===== Supplied entries

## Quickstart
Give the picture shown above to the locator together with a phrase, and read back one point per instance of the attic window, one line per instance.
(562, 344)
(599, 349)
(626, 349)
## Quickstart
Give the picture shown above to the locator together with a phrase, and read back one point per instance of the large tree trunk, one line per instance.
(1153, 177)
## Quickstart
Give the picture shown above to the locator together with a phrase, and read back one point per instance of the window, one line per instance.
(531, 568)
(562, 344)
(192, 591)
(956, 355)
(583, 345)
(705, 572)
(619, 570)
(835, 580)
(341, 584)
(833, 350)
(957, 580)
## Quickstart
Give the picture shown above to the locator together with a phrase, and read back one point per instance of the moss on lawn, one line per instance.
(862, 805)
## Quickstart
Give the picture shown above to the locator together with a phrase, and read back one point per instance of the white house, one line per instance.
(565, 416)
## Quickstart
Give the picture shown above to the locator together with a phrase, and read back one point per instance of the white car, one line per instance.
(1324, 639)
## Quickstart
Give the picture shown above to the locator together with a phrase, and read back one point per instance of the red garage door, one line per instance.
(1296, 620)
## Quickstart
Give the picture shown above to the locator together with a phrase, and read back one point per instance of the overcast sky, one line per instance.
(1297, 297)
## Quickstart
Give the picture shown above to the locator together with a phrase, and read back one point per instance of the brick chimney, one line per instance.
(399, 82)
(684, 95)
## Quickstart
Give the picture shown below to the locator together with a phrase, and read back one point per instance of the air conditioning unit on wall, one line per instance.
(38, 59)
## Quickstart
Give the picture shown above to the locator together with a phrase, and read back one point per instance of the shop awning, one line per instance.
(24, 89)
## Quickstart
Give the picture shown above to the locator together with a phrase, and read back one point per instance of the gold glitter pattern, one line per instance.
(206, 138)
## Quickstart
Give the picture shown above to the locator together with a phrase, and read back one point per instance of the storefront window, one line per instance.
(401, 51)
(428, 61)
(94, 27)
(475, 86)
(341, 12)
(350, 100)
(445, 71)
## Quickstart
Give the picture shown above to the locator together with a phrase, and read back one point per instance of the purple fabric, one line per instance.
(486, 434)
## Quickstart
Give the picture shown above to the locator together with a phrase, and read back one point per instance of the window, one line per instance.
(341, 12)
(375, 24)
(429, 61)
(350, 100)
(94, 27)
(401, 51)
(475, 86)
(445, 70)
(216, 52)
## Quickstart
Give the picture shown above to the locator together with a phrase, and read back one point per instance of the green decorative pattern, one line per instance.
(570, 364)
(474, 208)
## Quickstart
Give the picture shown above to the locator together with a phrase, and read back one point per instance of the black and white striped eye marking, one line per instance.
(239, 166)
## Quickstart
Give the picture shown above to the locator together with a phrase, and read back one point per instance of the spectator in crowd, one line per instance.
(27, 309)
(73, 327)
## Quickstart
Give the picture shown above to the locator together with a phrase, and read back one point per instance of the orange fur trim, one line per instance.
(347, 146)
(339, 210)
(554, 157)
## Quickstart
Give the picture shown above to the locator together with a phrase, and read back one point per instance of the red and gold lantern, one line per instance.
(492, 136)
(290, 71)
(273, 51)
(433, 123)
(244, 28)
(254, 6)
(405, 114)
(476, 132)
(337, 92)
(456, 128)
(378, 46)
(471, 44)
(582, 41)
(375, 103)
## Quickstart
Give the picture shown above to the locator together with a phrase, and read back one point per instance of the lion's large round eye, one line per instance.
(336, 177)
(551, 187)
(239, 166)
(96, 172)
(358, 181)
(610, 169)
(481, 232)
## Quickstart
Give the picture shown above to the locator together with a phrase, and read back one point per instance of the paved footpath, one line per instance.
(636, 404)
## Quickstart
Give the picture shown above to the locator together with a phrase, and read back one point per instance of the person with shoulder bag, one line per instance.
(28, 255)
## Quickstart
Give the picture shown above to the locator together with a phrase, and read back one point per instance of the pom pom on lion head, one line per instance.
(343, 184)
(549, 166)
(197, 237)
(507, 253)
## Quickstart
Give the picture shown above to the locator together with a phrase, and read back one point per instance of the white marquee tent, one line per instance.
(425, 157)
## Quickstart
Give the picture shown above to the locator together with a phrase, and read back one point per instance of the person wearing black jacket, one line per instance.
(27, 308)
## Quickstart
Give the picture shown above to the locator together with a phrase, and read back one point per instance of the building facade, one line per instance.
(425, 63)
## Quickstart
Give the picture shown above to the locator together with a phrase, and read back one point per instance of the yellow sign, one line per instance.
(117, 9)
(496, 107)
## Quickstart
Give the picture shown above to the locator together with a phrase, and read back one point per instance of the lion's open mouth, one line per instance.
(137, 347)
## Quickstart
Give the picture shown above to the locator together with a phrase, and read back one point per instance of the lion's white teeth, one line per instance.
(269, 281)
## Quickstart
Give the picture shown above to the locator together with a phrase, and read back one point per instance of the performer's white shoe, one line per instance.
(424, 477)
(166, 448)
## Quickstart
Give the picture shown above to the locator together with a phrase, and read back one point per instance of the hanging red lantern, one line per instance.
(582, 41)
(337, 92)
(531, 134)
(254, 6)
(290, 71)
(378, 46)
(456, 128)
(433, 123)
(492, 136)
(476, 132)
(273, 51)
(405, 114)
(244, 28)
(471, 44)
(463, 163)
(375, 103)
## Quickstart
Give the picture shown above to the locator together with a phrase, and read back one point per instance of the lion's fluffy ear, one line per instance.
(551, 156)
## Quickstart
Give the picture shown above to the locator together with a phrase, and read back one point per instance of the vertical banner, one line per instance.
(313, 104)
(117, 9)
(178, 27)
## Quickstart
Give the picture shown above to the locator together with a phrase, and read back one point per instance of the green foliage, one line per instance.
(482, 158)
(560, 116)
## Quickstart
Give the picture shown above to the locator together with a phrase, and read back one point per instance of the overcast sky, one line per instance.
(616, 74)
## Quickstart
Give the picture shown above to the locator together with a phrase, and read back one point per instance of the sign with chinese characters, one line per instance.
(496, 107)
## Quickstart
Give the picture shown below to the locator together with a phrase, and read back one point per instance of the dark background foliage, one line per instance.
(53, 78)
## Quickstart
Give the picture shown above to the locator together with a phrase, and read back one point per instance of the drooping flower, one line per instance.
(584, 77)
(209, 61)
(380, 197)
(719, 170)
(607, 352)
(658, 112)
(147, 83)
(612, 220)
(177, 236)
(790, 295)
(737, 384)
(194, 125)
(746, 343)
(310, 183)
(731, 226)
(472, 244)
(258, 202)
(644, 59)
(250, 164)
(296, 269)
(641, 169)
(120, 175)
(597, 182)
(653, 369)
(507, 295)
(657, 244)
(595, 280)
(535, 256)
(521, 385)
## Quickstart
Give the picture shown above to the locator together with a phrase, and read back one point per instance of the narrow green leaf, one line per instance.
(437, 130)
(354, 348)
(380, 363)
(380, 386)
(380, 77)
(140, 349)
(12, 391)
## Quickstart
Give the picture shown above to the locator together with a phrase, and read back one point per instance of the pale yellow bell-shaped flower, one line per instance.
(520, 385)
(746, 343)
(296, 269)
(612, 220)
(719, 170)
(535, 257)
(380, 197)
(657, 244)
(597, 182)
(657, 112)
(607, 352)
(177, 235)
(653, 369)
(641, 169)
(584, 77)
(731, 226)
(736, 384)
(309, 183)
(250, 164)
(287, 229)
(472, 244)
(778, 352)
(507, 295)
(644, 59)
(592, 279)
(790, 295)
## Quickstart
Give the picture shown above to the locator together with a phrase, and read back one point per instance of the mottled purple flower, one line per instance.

==========

Reproduce all of the entries above verbatim, keeping every line in its original order.

## Quickstart
Give the picture shown above to the locator together with a phrase, and read back one point per instance of the attic window, one line per instance.
(562, 344)
(599, 349)
(626, 349)
## Quickstart
Give the picture shown above to the locator together with a phrase, and read back one point per instance of the large tree trunk, one line per instance.
(1153, 177)
## Quickstart
Give the picture shown above to the locator together with a phrase, and read back one point per instance of the window, one line per instance.
(531, 568)
(562, 344)
(192, 591)
(956, 355)
(583, 345)
(705, 572)
(619, 570)
(835, 580)
(341, 584)
(833, 350)
(957, 580)
## Quickstart
Give the picture shown above to the locator together with a phrase, and read back one point per instance of the moss on lawn, one line per instance.
(862, 805)
## Quickstart
Give the picture shown above to the locator together with a phrase, and read back one point per instance of the white house, one line per instance.
(565, 416)
## Quickstart
Give the picture shown above to the locator together with a phrase, and read back one point per instance of the white car, one line per instance.
(1324, 639)
## Quickstart
Give the picture shown above to the locator together with a phrase, and read back one point per instance of the red garage door, one line per instance.
(1296, 620)
## Quickstart
Give the picture shown above to the locator together with a phrase, and read back one point per instance of the overcast sky, one line per instance.
(1297, 297)
## Quickstart
Give the picture shown above to the locator together with a phrase, and read back one point per instance of the brick chimney, one line per instance.
(399, 82)
(684, 95)
## Quickstart
Give the picture shown below to the locator together with a phrase, and read back one point per instance of the air conditioning unit on wall, one line per instance.
(38, 59)
## Quickstart
Give the picture shown above to the locator together with a phrase, and read back one point per instance of the shop awning, one line per instance.
(24, 89)
## Quickstart
Give the picture shown above to the locator together with a phrase, and read back one point per instance of the gold glitter pattern, one line per instance.
(206, 138)
## Quickstart
Give the picture shown above to the locator together with a phrase, and read back one point per instance of the storefront window, one line per instance.
(401, 51)
(428, 61)
(94, 27)
(475, 86)
(341, 12)
(350, 100)
(445, 71)
## Quickstart
Give the picture shown above to the locator together with a phrase, and read back one point per instance of the purple fabric, one line per instance.
(486, 434)
## Quickstart
Give the picture shown above to the locator together with a phrase, and read back one point per instance of the window, one line per instance.
(341, 12)
(375, 24)
(429, 61)
(350, 100)
(94, 27)
(401, 51)
(475, 86)
(445, 70)
(216, 52)
## Quickstart
Give the picture shown above to the locator together with a phrase, and read back one point per instance of the green decorative pattern, one line per instance.
(570, 364)
(474, 208)
## Quickstart
Give the picture shown above to the locator together with a phrase, and read back one point per instance of the black and white striped eye marking, one line per instance.
(239, 166)
## Quickstart
Give the picture shown above to the locator together with a phrase, and read back one point per instance of the spectator in crowd, one line per instance.
(27, 309)
(73, 327)
## Quickstart
Give the picture shown above to the locator together with a phrase, and read back one point per instance of the orange fur trim, one line per instance.
(347, 146)
(339, 210)
(554, 157)
## Quickstart
Give the picture shown above to the locator together with a phrase, and read back one point per instance of the red and gold lantern, one line per instance.
(492, 136)
(290, 71)
(273, 51)
(433, 123)
(244, 28)
(254, 6)
(405, 114)
(476, 132)
(337, 92)
(456, 128)
(378, 46)
(471, 44)
(582, 41)
(375, 103)
## Quickstart
Give the picture shown above to the locator together with a phrase, and read back one point per instance of the lion's large round eye, one line per instance.
(336, 177)
(551, 187)
(239, 166)
(96, 172)
(358, 181)
(610, 169)
(481, 232)
## Quickstart
Give the picture shown above to the locator together with a phrase, and read back one point per instance of the paved footpath, one line per instance.
(636, 404)
## Quickstart
Give the picture shown above to the locator together with a phrase, and read back one point per instance of the person with shoulder bag, one line per instance.
(28, 255)
## Quickstart
Give the picture shown above to the locator together with a phrase, and read back one point per instance of the pom pom on lion head, one line per instance.
(343, 184)
(549, 166)
(197, 237)
(507, 253)
## Quickstart
Give the picture shown above to the locator together with a phrase, and read back one point per instance of the white marquee tent, one line per instance.
(425, 157)
## Quickstart
Give the picture shown above to the locator together with a phrase, and read back one point per instance of the person wearing black jacket, one line per instance.
(27, 308)
## Quickstart
Give the picture shown above to the locator together with a phrase, and read back one point per instance of the building facade, one line per instance.
(425, 63)
## Quickstart
Give the picture shown above to the locator together with a phrase, and read back one point per instance of the yellow sign, one line per instance.
(117, 9)
(496, 107)
## Quickstart
Give the picture shown above to the locator together with a phrase, and read back one point per instance of the lion's open mouth, one line per instance.
(137, 347)
## Quickstart
Give the picture shown above to the locator together with a phrase, and read back one point per instance of the lion's white teeth, one line per instance.
(269, 281)
## Quickstart
Give the picture shown above to the locator together with a phrase, and read back one point per instance of the performer's white shoe, one line per instance.
(424, 477)
(166, 448)
## Quickstart
Give the picture shown above to the locator together with a phrase, and read back one point per instance of the hanging red lantern, one line per instance.
(582, 41)
(337, 92)
(531, 134)
(254, 6)
(290, 71)
(378, 46)
(456, 128)
(433, 123)
(492, 136)
(476, 132)
(273, 51)
(405, 114)
(244, 28)
(471, 44)
(463, 163)
(375, 103)
## Quickstart
Give the picture shown above to the locator together with a phrase, and read back one point per instance of the lion's fluffy ear, one line per instance.
(551, 156)
## Quickstart
Give the picture shown above to the locator together with a phrase, and read back one point per instance of the vertical banner, one line per instance.
(313, 104)
(117, 9)
(178, 27)
## Quickstart
Give the picture shown above to the locator together with a phrase, and read back one point per instance of the green foliage, one line per instance.
(482, 158)
(560, 116)
## Quickstart
Give the picture shown above to the locator together with a phrase, and read back one point per instance of the overcast sky, one line per instance.
(616, 74)
## Quickstart
Give the picture shown above to the locator together with a phrase, and read back one point per instance of the sign with chinese characters, one line per instance.
(496, 107)
## Quickstart
Give the picture shown below to the locator together with a phrase, and read back one point per instance of the dark background foliage, one line per instance.
(53, 78)
## Quickstart
Give the picture shown above to the locator together with a phrase, and read back one point per instance of the drooping flower, one line per instance.
(584, 77)
(209, 61)
(380, 197)
(719, 170)
(607, 352)
(658, 112)
(147, 83)
(612, 220)
(177, 236)
(790, 295)
(737, 384)
(194, 125)
(746, 343)
(310, 183)
(731, 226)
(472, 244)
(258, 202)
(644, 59)
(250, 164)
(296, 269)
(641, 169)
(120, 175)
(597, 182)
(653, 369)
(507, 295)
(657, 244)
(595, 280)
(535, 256)
(521, 385)
## Quickstart
Give the picture shown above to the locator together with a phrase, and read back one point per instance of the narrow green leaf, one line per instance.
(437, 130)
(354, 348)
(380, 363)
(380, 386)
(380, 77)
(140, 349)
(12, 391)
## Quickstart
Give the picture shown above to the locator together with a phrase, and read back one point per instance of the pale yellow bell-shaped flower, one line per instance.
(520, 385)
(746, 343)
(296, 269)
(612, 220)
(719, 170)
(535, 257)
(380, 197)
(657, 244)
(597, 182)
(657, 112)
(607, 352)
(177, 235)
(653, 369)
(641, 169)
(584, 77)
(731, 226)
(736, 384)
(309, 183)
(250, 164)
(287, 229)
(472, 244)
(778, 352)
(507, 295)
(644, 59)
(592, 279)
(790, 295)
## Quickstart
Give the picture shown above to the locator together with a phrase, and read back one point per instance of the mottled purple flower, one line per instance.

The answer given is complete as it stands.